● PROBLEM STATEMENT: Across the entries below, the lines containing "ring" should be counted and only their number returned.

----------

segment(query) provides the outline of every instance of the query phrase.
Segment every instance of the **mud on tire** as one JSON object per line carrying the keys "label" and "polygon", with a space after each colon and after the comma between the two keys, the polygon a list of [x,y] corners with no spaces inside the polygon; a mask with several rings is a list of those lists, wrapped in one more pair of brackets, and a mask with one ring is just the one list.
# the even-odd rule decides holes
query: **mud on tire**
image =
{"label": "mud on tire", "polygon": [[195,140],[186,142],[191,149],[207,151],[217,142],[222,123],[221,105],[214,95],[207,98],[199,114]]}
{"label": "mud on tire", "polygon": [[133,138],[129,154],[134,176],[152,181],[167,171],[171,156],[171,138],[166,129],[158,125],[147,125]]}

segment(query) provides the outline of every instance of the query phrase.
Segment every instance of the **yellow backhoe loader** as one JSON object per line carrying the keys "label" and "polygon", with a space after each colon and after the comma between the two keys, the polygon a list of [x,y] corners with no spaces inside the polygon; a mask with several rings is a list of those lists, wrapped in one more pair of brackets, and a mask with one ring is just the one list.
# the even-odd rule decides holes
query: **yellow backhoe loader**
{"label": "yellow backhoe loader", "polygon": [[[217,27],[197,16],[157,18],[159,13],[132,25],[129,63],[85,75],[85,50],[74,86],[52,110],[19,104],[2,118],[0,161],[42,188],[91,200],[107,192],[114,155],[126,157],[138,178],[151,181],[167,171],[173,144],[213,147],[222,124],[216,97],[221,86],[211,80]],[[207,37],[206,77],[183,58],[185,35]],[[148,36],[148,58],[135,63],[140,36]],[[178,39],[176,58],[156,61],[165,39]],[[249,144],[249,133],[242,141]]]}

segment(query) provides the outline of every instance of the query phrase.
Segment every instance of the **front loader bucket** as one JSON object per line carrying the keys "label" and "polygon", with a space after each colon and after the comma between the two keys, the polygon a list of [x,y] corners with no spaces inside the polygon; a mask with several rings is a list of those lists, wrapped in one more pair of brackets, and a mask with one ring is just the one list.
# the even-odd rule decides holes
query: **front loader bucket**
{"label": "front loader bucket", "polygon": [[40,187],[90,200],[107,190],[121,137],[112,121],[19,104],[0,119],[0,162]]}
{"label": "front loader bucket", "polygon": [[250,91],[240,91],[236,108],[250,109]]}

----------

● SOLUTION TO THE PROBLEM: 3